Native Differential Programming Support for Rust

Is there any plan to support automatic differentiation natively in Rust ala what Swift is doing ? I think it would really accelerate machine learning development in rust and welcome orgs to build their deep learning frameworks in Rust. As rust provides memory safety and basically aims to be a better C++, it would be a really awesome feature. I would love to know what the dev team are thinking about this.

Also, to cater to the deep learning folk, Rust would have to be a first class citizen for GPU support along with other neural accelerators (like TPUs). I recognise that the GPU support for CUDA and OpenCl is wanting (afaik).

I would just like to start this discussion, so that maybe the Rust team would give a long hard look at this. I think it would really drive up the popularity of the language among mainstream developers. People have a tough time coding in C++ and frameworks such as Tensorflow/ Pytorch have to deal with the inane bugs of C++ daily.

*Your instructions*
Reproduce the Rust differentiation post word for word, starting at "Also, to cater" and ending at "of C++ daily.". The material after this point comes from a separate source.

*Data section*
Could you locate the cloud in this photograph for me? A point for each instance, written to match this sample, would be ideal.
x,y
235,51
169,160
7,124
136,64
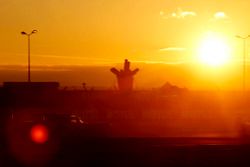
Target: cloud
x,y
178,14
173,49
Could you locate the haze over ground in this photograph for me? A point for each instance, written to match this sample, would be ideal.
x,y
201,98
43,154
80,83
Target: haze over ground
x,y
182,34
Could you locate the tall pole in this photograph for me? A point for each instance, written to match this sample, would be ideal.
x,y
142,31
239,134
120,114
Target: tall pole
x,y
29,58
28,35
244,39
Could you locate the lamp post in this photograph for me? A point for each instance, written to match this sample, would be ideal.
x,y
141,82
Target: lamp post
x,y
28,35
244,39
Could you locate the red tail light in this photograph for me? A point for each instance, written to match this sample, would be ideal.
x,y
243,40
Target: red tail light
x,y
39,134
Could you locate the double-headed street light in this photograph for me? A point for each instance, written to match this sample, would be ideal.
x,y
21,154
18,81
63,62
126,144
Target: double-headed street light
x,y
28,35
244,39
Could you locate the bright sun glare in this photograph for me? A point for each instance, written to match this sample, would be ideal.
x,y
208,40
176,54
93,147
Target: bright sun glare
x,y
214,51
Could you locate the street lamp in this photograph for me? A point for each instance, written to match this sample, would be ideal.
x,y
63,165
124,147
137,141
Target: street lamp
x,y
28,35
244,39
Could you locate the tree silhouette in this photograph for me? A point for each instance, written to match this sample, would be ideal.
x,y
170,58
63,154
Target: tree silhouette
x,y
125,77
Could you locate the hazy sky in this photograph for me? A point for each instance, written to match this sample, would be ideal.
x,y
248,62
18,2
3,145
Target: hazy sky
x,y
103,31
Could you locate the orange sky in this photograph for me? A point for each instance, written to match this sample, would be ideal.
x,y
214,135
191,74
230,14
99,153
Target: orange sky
x,y
84,32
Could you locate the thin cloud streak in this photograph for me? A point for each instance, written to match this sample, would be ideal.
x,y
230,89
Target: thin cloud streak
x,y
173,49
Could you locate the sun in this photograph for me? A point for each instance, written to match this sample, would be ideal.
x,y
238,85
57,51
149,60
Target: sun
x,y
214,51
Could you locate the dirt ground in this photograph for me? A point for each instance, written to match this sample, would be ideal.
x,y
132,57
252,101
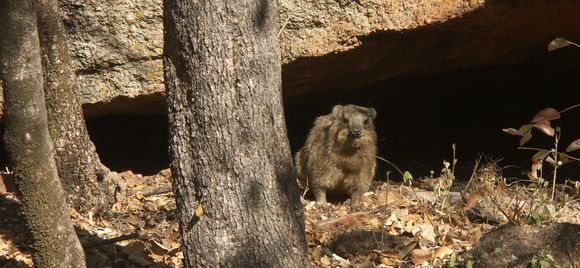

*Response to this exercise*
Also, to cater to the deep learning folk, Rust would have to be a first class citizen for GPU support along with other neural accelerators (like TPUs). I recognise that the GPU support for CUDA and OpenCl is wanting (afaik).

I would just like to start this discussion, so that maybe the Rust team would give a long hard look at this. I think it would really drive up the popularity of the language among mainstream developers. People have a tough time coding in C++ and frameworks such as Tensorflow/ Pytorch have to deal with the inane bugs of C++ daily.